▶ [DATA PROVIDED]
....................

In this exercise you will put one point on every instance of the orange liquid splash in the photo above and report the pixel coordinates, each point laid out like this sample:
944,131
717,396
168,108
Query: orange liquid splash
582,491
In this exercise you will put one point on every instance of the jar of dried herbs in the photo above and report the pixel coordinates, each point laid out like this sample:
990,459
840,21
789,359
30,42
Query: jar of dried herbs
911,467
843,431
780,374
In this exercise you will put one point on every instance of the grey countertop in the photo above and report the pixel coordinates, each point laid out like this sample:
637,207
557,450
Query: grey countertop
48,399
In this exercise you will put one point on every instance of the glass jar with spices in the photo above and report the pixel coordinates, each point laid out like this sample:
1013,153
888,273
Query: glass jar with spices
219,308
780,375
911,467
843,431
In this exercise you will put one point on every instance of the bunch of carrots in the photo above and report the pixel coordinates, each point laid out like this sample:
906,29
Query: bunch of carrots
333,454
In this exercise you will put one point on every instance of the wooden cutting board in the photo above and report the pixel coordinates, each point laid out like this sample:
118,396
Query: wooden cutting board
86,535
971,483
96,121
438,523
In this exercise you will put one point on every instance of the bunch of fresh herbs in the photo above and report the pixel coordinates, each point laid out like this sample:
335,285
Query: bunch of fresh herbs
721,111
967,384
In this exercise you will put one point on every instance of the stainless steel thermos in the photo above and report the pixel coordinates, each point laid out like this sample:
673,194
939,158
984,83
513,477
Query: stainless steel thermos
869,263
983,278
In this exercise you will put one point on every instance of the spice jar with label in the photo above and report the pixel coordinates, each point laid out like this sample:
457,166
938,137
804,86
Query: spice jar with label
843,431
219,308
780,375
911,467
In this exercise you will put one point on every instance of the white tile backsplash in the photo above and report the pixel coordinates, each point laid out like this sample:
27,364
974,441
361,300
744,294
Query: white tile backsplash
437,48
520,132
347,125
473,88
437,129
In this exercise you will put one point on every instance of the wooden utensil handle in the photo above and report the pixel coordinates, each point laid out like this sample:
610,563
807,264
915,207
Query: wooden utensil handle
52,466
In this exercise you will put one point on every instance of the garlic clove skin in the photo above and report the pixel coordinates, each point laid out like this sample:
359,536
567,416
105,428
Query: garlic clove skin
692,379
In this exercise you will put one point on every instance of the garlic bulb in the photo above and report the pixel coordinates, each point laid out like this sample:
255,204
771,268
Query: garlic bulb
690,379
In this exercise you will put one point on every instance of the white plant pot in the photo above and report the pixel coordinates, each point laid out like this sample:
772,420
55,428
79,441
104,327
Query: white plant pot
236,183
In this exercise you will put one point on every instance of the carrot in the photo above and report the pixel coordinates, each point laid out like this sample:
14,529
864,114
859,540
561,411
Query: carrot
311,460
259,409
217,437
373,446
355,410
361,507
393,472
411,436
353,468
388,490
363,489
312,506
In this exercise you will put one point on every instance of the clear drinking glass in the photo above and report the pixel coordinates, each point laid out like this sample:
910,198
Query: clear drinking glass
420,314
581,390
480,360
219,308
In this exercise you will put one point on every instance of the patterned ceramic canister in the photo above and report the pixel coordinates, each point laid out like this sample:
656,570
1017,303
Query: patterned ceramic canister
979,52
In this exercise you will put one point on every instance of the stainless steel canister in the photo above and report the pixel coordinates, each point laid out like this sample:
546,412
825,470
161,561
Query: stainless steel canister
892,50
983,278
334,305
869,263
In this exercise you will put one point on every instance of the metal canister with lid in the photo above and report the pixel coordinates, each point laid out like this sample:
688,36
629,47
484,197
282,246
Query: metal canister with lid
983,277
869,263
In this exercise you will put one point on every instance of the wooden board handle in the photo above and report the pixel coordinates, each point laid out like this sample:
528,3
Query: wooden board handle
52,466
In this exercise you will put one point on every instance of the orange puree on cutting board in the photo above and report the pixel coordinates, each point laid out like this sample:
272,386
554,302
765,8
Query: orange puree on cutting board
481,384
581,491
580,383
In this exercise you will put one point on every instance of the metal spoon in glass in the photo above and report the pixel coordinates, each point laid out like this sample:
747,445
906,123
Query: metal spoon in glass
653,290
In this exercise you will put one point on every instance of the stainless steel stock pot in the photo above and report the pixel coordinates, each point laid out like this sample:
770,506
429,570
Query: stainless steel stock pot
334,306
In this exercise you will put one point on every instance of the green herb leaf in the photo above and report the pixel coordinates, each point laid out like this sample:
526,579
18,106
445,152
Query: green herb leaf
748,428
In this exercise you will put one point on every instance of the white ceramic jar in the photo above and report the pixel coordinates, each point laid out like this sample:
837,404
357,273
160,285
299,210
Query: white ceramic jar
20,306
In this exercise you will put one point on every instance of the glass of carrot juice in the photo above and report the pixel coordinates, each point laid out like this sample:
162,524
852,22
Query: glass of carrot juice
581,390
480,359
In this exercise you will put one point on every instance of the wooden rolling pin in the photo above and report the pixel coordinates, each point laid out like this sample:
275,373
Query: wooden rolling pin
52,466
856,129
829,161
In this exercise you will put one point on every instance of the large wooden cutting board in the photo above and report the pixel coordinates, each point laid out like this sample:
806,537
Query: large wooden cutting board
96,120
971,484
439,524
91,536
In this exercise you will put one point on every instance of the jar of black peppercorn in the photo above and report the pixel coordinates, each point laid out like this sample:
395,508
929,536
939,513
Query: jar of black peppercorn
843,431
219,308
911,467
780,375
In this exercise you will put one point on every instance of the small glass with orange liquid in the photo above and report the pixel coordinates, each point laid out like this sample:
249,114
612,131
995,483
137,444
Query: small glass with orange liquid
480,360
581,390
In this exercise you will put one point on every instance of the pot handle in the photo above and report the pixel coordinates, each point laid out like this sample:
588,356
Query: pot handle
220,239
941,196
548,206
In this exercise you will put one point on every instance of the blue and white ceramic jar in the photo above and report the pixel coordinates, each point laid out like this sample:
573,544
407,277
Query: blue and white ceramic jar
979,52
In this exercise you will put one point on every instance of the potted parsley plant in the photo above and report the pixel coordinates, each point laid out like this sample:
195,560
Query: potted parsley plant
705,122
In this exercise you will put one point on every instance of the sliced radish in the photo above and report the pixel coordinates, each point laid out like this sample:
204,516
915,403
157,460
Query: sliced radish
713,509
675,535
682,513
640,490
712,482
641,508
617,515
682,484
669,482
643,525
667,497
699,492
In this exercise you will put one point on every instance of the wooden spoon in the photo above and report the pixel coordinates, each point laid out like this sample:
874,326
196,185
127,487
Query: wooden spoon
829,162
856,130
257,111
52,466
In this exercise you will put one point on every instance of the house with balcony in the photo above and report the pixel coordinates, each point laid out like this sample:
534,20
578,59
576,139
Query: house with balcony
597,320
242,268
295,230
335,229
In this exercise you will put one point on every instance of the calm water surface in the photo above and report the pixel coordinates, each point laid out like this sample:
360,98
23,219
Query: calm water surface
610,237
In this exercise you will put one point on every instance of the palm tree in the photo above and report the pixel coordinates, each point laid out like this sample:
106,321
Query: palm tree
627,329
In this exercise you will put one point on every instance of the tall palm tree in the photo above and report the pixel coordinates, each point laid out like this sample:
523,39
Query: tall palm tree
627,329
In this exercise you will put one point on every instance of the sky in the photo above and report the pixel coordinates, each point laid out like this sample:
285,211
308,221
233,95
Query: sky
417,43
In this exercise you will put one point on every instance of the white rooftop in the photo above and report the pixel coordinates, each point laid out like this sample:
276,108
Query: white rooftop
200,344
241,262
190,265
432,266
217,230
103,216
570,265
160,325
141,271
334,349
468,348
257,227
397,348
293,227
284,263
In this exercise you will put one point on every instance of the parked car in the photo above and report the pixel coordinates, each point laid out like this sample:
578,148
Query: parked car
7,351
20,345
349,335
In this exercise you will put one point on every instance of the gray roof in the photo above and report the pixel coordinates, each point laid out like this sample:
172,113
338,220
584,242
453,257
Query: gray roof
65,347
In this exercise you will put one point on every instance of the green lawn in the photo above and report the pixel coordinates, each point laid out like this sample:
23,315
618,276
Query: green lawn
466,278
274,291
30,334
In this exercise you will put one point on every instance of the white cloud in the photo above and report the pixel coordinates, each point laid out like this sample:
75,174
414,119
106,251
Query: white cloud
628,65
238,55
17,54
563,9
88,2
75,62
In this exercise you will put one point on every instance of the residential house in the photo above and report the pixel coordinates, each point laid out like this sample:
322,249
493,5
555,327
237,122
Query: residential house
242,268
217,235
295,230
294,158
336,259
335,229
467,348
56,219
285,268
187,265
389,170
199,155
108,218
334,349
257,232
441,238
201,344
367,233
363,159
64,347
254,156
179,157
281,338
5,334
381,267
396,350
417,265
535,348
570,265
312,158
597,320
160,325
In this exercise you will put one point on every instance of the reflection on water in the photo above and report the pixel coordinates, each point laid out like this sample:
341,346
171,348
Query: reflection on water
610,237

....................

▶ [WORK TO COMPLETE] Set down, unchanged, the line that contains "of the gray" together with every later line in the records, through the last one.

▶ [ANSWER TO THE EXERCISE]
In this exercise you will put one point on every instance of the gray roof in the photo above and report the pixel coordinates, each point laid out like this sample:
172,113
338,220
584,242
453,257
Query: gray roof
65,347
In this exercise you will put one point on every instance of the green lawn in the photo above and report the pixel coordinates, each point laid out like this sample:
23,315
618,276
Query: green lawn
466,278
274,291
30,334
In this exercise you will put one point on every instance of the white cloud in the photo above and report the pixel coordinates, each point laid out like this sample:
75,174
414,119
106,251
Query: white cloud
628,65
238,55
17,54
563,9
88,2
75,62
In this exercise you will put one point on every instance of the residential house in the photo above and report the pixel coordinates, each point laid out like this sample:
322,249
493,5
555,327
237,122
Query: residential house
242,268
217,235
295,230
294,158
336,259
335,229
467,348
56,219
285,268
187,265
389,170
199,155
108,218
334,349
257,232
441,238
201,344
367,233
363,159
64,347
254,156
179,157
281,338
5,334
381,267
396,350
417,265
535,348
570,265
312,158
597,320
160,325
In this exercise you will put one point on every instance of the reflection on water in the photo above and report the pixel coordinates, each point laid out like this sample:
341,346
171,348
Query: reflection on water
610,237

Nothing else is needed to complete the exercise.